▶ _Given problem A_: In the discussion about steam and flames, what value is given for the heat of vaporization of water?
▶ _Given problem B_: Write the next part of the discussion about steam and flames, picking up right after its final sentence.

As for fire being plasma – which is hardly ‘science fiction’, Sofa King, where’d that come from? – wellllll, it’s stretching a point. ‘Fire’ as we might conventionally think of it coming from the burner of a gas stove may contain some ions, but it’s certainly not predominately composed of ions. I think it would be more scientifically accurate to say ‘fire contains individual plasma molecules/atoms’, but the most reliable test (to me) would be, can you contain the gases in question (or at least control their motion) with a magnetic field?

And Coach, just FYI, the word you meant to use is ‘quintessential’.

Yes, slightly perhaps. But the important thing to remember here is it can’t heat the steam to a temperature hotter than the pot itself! There is no way that that pot (on a normal stove at least) is gonna get up to 300 F, while it is full of 212 F water!

Re fire being a plasma–

After reading some of those articles, I am going to say that I guess fire can be called a plasma. Multiple folks there claim that flame has a noted increase in electrical conductivity. This is the first time that I have heard of a flame described as such. It is probably much less ionized than your typical plasma tho.

Yes, slightly perhaps. But the important thing to remember here is it can’t heat the steam to a temperature hotter than the pot itself! There is no way that that pot (on a normal stove at least) is gonna get up to 300 F, while it is full of 212 F water! --Undead Dude

Agreed, but I believe that averaging the temperature of the pot bottom is where you introduce the error – e.g., on the spot of the bottom where a gas flame’s hottest point (what’s the name for that, BTW?) might be adjusted to be, that point will alternately (millisecond to millisecond, I suppose) vary from hundreds of degrees to ~212 (as the bubbles form and detach, allowing more water to rush in and reheat).

I just conducted a little experiment in the kitchen. I heated a kettle of water to boiling, inserted a food grade thermometer through the whistle hole, and held it for quite a while. The temperature stabilized at 100 C. I was careful to keep the tip of the thermometer out of the water.

Let’s talk about physics now:

To boil water, you must supply sufficient energy to raise the temperature of the water to about 100 C. Now, more energy has to be provided to push the water from liquid to gas. This is the heat of vaporization. Numerically it’s 539.55 cal/gm. That’s a considerable amount of energy.

Now, on to condensation, the heat of vaporization must be given up before water vapor can condense. The vapor condenses to 100C water, with the extra energy being absorbed by you, the heatsink.
The burn you receive from sticking your hand in steam comes not from the temperature of the gas, but the energy given up in the state transition from gas to liquid. Set your oven to 100 C and stick your hand in. I bet you could keep it there for quite some time.

So, since the vapor is 100C with loads of energy available with a state transition, why did the thermometer I used in my experiment not show a temperature above 100C–because the actual physical thermometer was coated with water at equilibrium with the vapor. Suppose a molecule of water condensed on the thermometer. It would deposit its energy into the water coating. You could consider it as raising the temperature above 100C. With this new energy, a water molecule could escape the water coating and join the vapor. The physical thermometer also conducts heat out of the kettle, into my hand. The thermometer drops below 100C, some vapor condenses, and raise the temperature back to 100C.

▶ _Information given_:
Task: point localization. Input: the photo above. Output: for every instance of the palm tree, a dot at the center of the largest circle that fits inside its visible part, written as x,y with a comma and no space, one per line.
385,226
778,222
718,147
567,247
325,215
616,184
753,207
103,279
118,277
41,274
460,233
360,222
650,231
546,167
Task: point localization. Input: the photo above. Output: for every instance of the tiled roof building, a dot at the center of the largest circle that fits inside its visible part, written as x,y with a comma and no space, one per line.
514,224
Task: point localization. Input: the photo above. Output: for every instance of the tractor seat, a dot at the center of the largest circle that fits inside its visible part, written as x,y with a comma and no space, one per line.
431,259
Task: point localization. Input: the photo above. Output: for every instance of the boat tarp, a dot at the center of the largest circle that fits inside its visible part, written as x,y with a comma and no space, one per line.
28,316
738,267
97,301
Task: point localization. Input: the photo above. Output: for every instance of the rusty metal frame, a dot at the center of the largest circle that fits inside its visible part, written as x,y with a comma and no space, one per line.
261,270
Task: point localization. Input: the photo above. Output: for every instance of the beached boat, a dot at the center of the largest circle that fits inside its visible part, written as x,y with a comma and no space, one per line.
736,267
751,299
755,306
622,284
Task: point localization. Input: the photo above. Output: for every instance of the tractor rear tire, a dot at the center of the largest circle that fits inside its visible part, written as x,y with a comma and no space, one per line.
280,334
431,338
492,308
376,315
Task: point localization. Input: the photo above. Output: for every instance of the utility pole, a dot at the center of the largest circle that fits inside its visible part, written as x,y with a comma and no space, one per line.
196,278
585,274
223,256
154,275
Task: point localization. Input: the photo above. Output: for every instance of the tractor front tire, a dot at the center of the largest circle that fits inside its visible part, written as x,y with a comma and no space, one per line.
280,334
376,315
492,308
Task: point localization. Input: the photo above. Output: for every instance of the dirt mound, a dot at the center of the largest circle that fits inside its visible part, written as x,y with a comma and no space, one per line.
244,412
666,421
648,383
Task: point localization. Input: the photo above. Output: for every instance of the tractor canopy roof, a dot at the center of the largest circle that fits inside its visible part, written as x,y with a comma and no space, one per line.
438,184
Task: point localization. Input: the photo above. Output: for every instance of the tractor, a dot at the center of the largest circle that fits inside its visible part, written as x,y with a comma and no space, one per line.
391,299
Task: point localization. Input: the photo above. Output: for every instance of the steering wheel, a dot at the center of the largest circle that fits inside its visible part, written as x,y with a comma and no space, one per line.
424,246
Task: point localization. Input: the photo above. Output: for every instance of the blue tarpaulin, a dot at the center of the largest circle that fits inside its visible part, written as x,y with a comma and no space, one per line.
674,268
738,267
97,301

▶ _Expected answer A_: 539.55 cal/gm.

▶ _Expected answer B_:
Ok finally, in terms of energy absorbed per some unit of time, what worse, bathing in 100C water vapor, or 100C water? Back to the stove! From a number of trials, I found that it took on average 12 seconds to raise the thermometer’s temperature from 10C to 100C when submerged in the boiling water and about 14 seconds on average for vapor only measurements. I performed four trials of each, interleaving the tests. I would have used a piece on meat on the thermometer to simulate my flesh, but I fresh out of the stuff.

Now as I mentioned in another topic, I am an expert magnet. An expert on the topic will now appear, call me an idiot, and give you another story.

OK, OK. Undead Dude I concede your point…sorta. Being a “scientist” I decided to rely on empirical evidence. So, while you guys have been arguing, I did an experiment. I put 1 liter of water in a 3 liter erl. flask and started heating it. The temp of the steam (as measured by a temp probe suspended into the steam) never exceeded 212 deg. F; UNTIL almost all of the water was gone. The temp then rose dramatically and leveled off to around 250 deg F. I blame this on my heat source. I used a rather small hot plate. So I’ll stand by my statement that if you impart enough energy to flash the water into steam it can become superheated. However, practically speaking, the steam is around 212 deg F.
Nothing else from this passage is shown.